■ **ACTIVITY**
Scan the records for the line containing "Need: drop a pin on every instance of the green"; extract it and all later lines, verbatim, through the end, and nothing before it.

[Image point grounding data]
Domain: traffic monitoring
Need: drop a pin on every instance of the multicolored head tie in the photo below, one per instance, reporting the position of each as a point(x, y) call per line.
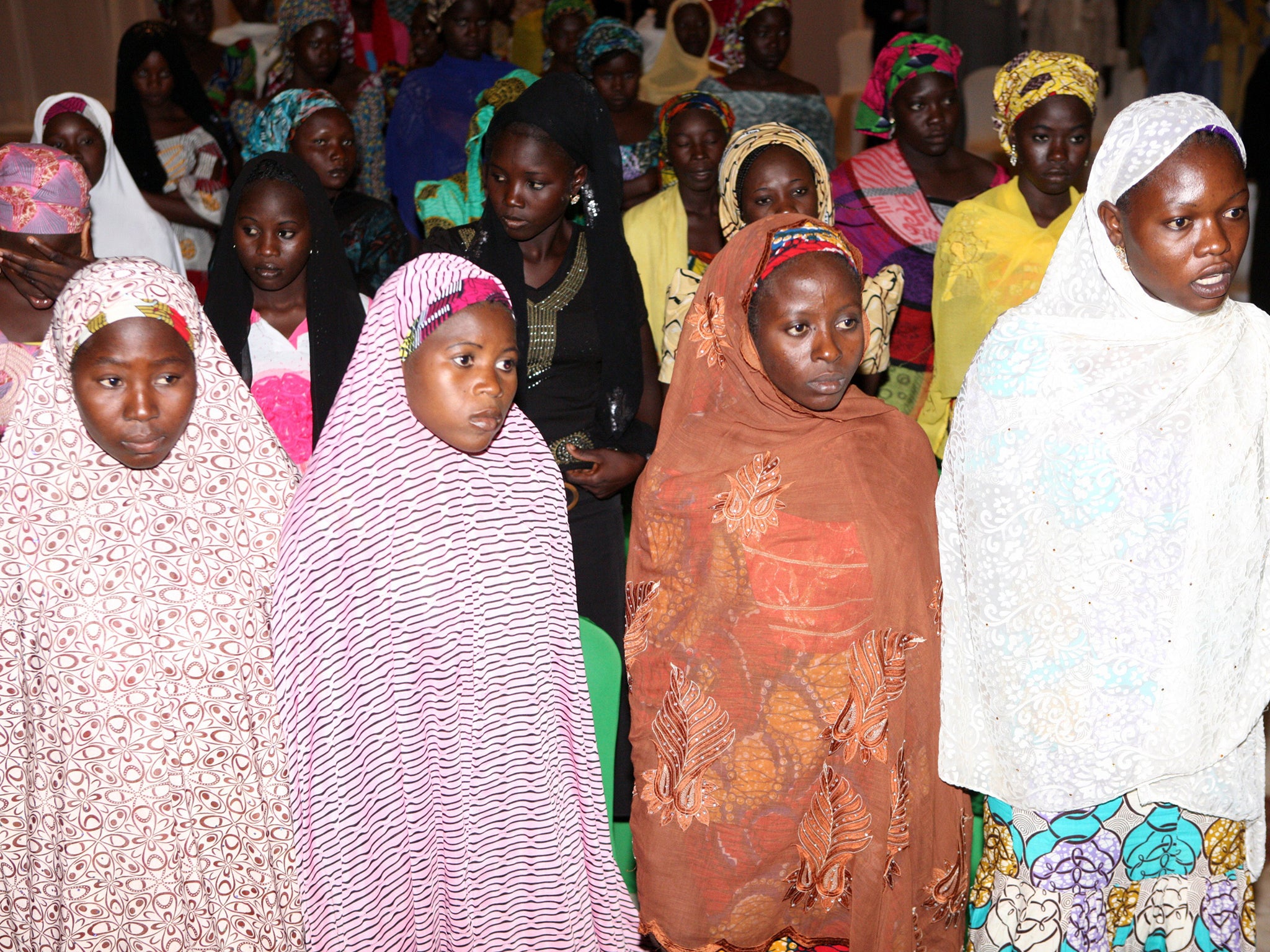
point(136, 307)
point(1033, 76)
point(804, 239)
point(907, 55)
point(460, 295)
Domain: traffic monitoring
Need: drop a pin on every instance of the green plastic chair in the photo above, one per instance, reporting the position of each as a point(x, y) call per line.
point(603, 683)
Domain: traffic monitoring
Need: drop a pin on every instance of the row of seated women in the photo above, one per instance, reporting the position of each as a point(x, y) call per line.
point(356, 718)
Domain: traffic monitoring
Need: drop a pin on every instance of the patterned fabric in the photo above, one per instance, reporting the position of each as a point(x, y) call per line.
point(783, 653)
point(696, 99)
point(1126, 601)
point(602, 37)
point(275, 125)
point(746, 146)
point(1121, 875)
point(488, 826)
point(907, 55)
point(1033, 76)
point(144, 772)
point(42, 191)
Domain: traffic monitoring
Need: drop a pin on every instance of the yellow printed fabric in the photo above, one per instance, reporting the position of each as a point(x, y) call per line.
point(990, 258)
point(657, 231)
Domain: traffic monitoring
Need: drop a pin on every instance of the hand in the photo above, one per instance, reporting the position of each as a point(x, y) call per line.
point(610, 472)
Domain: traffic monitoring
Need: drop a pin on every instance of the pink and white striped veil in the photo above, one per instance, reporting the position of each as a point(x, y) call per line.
point(446, 785)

■ **WRITTEN SOLUTION**
Need: drop a pin on every instance of the green plastic chair in the photo above, one per instance, reporting the position of each as a point(x, y) call per line.
point(603, 683)
Domain: traffic monitoring
Need: drop a pin on every instance of the row of seated women in the photo above, one per instance, reporting the position of each as a point(x, y) call per line.
point(356, 718)
Domain: traffic monitoring
Need: drop a pin on every instance of the patterned fabric in the photo above, one per instance, reporting the position of each as a point(x, y) call per line.
point(783, 653)
point(696, 99)
point(1126, 601)
point(602, 37)
point(275, 125)
point(746, 146)
point(1121, 875)
point(488, 826)
point(907, 55)
point(1033, 76)
point(144, 772)
point(42, 191)
Domain: traffic monitoring
Need: drop a pin on every instance of the yellow printed fabric in the photo above, one per instance, reporting the position of each as a point(x, y) call per line.
point(990, 258)
point(657, 231)
Domain: traffic monitoring
Need: drop a pin on every instance of the hand in the photo above, one per instance, reporting the position of each as a point(x, y) call per line.
point(610, 472)
Domain: traffic monitoring
Need: drop a pin on every instance of the pink and white striped veil in the photo above, one per instance, reporting the position of each as a point(x, y) call per line.
point(446, 785)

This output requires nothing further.